**TEXT EXCERPT:**
________________________

There are many reasons Dany kills them, some more noble, some more problematic. Some of these reasons are as follows:

-killed 163 kids, this is fresh to Dany, clouding her judgment

-they are slavers

-they are rulers of Meereen

I thought we agreed that Dany executed them specifically for the children. Which is it? You keep wanting to change the justifications here. Did she execute them because what they did to those children or because they were slavers? If it was just because they were slavers, then why aren't her blood riders up in front of a firing squad, along with other Dothraki?

None are civilians, they are all active members of the government, they are all active slavers. They may or may not be the true leaders of the city or those responsible for the kids, there's not enough evidence either way to determine. So while problematic, I do agree she should have waited a bit to get the guilty people, that problem is not enough to make me feel bad for them.

No there is no evidence at all who was responsible. Because Dany never bothered to ask. For all we know, the GM's that were the most ardent about crucifying the children might have gotten off.

________________________

**DATA BLOCK:**
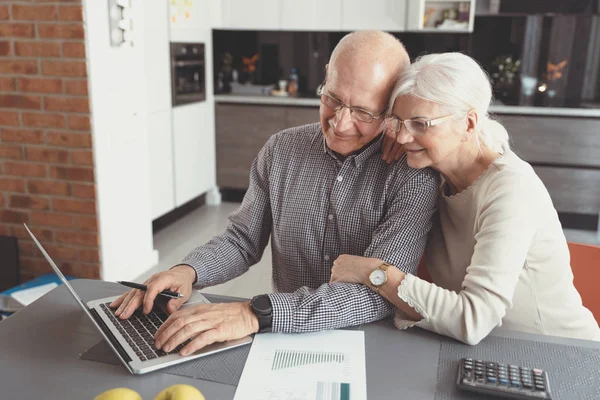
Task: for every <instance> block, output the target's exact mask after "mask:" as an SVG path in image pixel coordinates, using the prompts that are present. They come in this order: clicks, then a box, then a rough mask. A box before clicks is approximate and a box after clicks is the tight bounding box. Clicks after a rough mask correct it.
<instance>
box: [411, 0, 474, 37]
mask: <svg viewBox="0 0 600 400" xmlns="http://www.w3.org/2000/svg"><path fill="white" fill-rule="evenodd" d="M448 10H449V12H450V13H451V14H452V17H451V18H448V19H446V20H444V16H443V15H444V12H446V11H448ZM457 20H460V21H461V23H457ZM439 21H443V23H442V24H441V25H439V26H436V23H437V22H439ZM474 22H475V0H409V1H407V16H406V29H407V30H410V31H421V32H445V33H448V32H457V33H460V32H473V25H474Z"/></svg>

________________________

**LIST OF TASKS:**
[1] Reproduce word for word the stretch from "-they are rulers" through "with other Dothraki?" in the argument about Dany's executions.
[2] Continue the argument about Dany's executions in Meereen, starting right after its last sentence.

**EXPECTED RESULTS:**
[1]
-they are rulers of Meereen

I thought we agreed that Dany executed them specifically for the children. Which is it? You keep wanting to change the justifications here. Did she execute them because what they did to those children or because they were slavers? If it was just because they were slavers, then why aren't her blood riders up in front of a firing squad, along with other Dothraki?

[2]
They're also not enemy combatants that surrendered, Yunkai were, Meereen were not. She conquered them, her forces forced their way into the city. Killing them was not the same as what Ramsey did. These were not just POWs. She's their conquer, she needed to make a point. Not just to them, but any other army she eventually goes up against. "Don't fight me, just surrender. There's safety in surrender, there's nothing but pain if you fight me."

What? Were they still resisting her when she entered Mereen? No they were not. They were prisoners and she decided on a very arbitrary method of execution. And many of them were old men and women. Not exactly the Green Berets. Nice try though.

And by the way the Yunkai did resist her. Why didn't she execute all of them? You seem to approve the wholesale slaughter of enemy forces once they have stopped resisting, well, at least if Dany does it. I would shudder to ask about your opinion of Malmedy.